__WHAT THE TASK REQUIRES__:
Copy every line of the records below where the word "rear" occurs.

__RECORD SET__:
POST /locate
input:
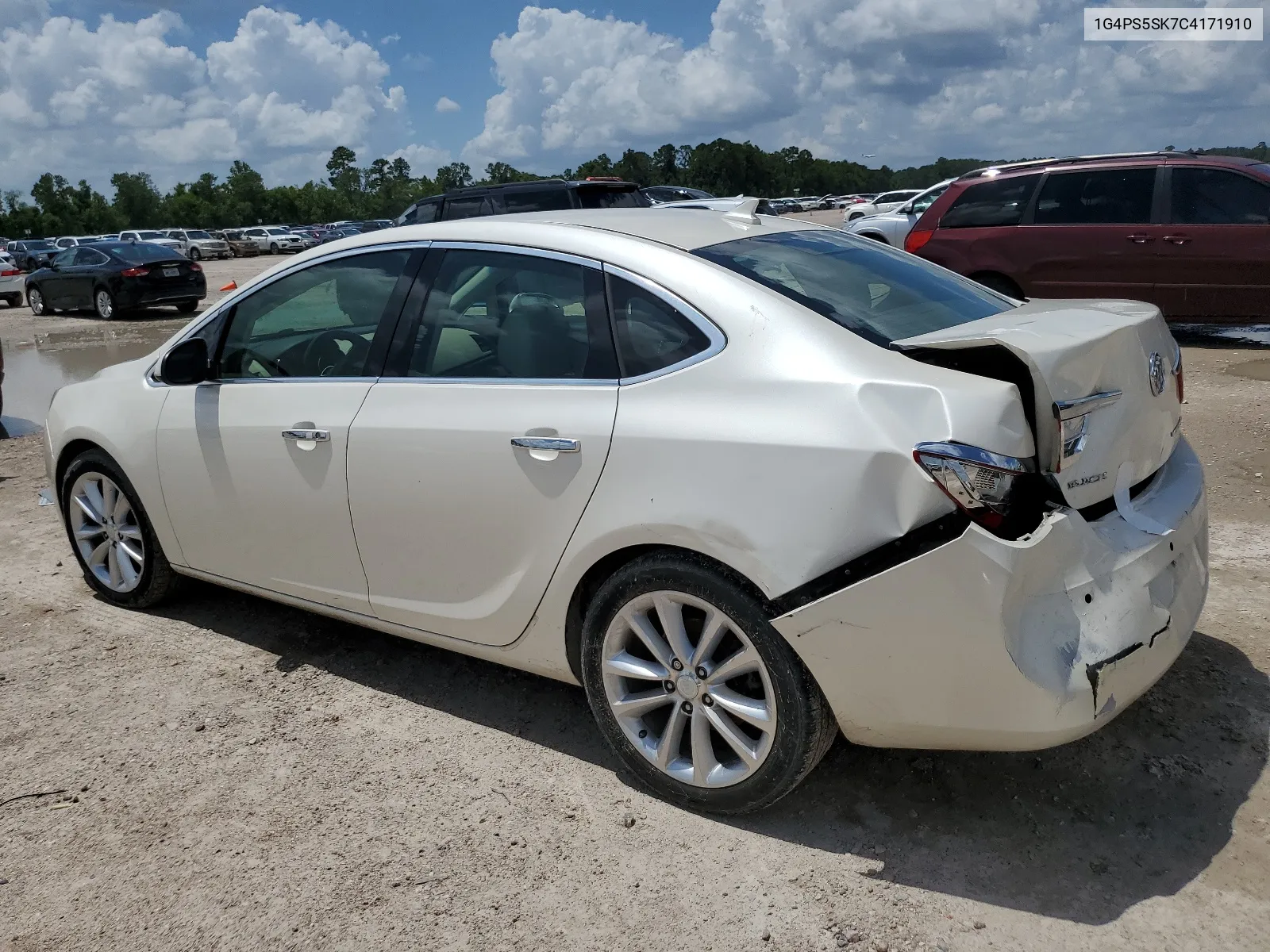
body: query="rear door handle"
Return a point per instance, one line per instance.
(552, 443)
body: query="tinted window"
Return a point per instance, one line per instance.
(1218, 197)
(927, 200)
(876, 291)
(498, 315)
(470, 207)
(541, 201)
(601, 197)
(1106, 197)
(651, 334)
(314, 323)
(996, 202)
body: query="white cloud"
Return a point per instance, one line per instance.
(907, 79)
(86, 101)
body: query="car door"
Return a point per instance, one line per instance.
(1216, 251)
(59, 283)
(1091, 234)
(253, 463)
(473, 460)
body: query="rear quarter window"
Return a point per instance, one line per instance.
(991, 203)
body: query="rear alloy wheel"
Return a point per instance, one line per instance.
(112, 536)
(103, 302)
(702, 700)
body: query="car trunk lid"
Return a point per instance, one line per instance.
(1103, 386)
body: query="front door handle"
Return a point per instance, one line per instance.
(550, 443)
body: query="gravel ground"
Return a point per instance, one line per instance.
(226, 774)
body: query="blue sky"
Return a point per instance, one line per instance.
(94, 86)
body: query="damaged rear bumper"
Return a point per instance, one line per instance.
(1015, 645)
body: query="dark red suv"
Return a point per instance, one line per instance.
(1187, 232)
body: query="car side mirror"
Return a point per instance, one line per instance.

__WRITTEN SOLUTION__:
body: query="rear door handle"
body: query="rear quarter window"
body: query="rear alloy wheel"
body: query="damaged rear bumper"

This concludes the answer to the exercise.